[start of Exercise input]

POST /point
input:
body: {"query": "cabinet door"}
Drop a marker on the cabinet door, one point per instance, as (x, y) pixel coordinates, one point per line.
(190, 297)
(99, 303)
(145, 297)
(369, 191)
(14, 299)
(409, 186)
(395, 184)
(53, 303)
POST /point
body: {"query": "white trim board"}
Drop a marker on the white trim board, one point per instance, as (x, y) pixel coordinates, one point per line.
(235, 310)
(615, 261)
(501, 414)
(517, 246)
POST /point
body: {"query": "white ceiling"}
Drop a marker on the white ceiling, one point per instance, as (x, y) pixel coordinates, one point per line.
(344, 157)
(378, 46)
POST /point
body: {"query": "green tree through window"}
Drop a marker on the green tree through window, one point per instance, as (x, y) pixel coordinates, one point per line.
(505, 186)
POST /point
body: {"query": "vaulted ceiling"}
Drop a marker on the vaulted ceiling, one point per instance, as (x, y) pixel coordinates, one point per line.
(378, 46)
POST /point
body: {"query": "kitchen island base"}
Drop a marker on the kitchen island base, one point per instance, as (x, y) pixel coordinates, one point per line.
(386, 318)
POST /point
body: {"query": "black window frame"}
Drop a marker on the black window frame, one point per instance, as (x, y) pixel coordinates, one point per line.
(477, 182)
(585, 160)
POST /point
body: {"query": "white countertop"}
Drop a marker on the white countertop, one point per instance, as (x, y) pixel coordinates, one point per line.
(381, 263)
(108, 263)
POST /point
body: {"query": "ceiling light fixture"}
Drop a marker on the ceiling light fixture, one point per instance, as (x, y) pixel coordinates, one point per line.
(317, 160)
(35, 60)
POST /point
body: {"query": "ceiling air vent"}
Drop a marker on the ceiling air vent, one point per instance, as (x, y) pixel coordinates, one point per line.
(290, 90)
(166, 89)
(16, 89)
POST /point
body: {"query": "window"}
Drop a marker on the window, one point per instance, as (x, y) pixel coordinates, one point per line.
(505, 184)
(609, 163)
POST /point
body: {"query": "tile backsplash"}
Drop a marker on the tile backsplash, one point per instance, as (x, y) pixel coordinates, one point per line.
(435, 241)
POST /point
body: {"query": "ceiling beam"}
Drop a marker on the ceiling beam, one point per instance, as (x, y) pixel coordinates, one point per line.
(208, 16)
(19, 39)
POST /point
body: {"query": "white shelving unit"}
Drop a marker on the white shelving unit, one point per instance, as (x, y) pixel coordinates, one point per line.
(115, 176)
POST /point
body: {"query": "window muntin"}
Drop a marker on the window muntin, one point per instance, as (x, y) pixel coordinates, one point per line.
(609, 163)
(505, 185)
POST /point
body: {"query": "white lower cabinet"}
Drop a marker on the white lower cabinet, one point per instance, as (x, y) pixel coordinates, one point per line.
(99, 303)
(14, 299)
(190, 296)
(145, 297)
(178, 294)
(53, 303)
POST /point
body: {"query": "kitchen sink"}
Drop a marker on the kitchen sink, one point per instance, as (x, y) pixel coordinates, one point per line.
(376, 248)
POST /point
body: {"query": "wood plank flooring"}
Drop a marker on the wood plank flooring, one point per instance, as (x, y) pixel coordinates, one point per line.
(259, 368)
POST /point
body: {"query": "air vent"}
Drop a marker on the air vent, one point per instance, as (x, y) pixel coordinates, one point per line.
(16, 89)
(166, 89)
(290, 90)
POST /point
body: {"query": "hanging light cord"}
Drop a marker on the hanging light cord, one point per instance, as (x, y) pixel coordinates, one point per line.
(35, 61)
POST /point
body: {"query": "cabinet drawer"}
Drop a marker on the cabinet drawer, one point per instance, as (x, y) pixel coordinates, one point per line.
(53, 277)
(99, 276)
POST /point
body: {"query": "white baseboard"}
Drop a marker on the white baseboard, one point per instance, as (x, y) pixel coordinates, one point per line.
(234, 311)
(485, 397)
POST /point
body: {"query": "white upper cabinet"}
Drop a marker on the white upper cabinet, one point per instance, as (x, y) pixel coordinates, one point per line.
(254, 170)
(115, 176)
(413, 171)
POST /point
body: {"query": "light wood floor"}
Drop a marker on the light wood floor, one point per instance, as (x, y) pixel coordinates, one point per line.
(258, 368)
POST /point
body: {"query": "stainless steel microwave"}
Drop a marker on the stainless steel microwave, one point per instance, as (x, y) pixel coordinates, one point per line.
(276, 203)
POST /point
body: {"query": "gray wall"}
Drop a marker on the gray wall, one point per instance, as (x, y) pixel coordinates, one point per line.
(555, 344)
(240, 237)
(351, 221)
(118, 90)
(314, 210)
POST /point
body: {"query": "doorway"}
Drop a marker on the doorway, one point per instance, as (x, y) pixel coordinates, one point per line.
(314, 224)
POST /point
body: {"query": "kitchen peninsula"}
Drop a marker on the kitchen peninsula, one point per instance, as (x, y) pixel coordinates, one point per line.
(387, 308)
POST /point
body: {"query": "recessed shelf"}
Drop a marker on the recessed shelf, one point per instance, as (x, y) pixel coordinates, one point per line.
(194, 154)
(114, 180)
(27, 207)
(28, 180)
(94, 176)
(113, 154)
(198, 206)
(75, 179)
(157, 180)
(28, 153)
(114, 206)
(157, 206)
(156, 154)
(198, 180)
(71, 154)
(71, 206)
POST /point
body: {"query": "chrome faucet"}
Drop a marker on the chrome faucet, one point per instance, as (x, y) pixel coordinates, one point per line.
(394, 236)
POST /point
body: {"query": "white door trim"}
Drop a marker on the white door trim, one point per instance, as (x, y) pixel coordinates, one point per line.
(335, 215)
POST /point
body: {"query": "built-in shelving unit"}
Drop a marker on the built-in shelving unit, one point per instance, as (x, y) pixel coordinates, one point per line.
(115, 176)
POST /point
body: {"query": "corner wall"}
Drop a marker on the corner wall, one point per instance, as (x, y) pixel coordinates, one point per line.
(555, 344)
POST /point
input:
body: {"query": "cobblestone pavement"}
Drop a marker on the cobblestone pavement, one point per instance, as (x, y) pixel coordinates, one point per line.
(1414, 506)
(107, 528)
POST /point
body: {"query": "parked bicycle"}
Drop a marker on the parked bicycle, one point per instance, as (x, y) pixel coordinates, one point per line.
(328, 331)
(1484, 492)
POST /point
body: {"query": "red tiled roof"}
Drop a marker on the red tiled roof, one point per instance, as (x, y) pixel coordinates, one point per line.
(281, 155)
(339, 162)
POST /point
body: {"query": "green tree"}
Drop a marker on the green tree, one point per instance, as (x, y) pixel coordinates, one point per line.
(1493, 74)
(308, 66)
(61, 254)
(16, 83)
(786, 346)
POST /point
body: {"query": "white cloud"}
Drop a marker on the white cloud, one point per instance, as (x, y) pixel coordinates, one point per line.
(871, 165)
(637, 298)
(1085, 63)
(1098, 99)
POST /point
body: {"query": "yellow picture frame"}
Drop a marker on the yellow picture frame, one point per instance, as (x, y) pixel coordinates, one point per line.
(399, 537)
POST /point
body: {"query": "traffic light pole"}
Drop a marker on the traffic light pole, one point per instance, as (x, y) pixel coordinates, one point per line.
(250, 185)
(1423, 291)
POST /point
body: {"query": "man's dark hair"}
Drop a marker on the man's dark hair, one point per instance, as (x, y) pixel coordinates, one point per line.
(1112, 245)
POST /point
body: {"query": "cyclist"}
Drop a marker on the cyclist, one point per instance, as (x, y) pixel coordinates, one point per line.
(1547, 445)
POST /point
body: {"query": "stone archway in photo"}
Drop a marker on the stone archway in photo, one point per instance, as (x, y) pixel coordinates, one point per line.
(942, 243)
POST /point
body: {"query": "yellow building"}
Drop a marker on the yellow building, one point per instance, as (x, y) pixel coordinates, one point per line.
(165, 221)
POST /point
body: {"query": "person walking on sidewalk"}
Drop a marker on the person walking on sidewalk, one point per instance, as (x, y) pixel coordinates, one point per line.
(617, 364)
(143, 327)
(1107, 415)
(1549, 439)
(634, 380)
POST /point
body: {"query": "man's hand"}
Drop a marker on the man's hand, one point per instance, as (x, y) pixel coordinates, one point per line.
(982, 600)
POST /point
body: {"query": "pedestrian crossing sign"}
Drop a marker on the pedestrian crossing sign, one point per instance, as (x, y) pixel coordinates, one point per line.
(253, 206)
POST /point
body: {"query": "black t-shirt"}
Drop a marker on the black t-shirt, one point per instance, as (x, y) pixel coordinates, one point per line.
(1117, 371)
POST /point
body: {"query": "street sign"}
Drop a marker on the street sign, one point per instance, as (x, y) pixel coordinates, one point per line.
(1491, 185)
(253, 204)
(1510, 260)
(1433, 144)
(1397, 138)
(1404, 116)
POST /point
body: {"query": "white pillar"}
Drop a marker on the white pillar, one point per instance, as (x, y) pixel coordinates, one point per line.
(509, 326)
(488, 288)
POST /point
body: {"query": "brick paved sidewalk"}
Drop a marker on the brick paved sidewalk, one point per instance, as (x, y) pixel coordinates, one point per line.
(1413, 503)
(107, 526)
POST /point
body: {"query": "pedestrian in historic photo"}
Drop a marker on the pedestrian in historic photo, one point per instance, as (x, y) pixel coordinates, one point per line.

[end of Exercise input]

Identify every line in the rows above that contains the word "lower", and copy each such line in full.

- **The reply**:
body: {"query": "white lower cabinet"}
Drop a marker on the white lower cabinet, one point per instance, as (x, y) pixel coordinates, one point per line.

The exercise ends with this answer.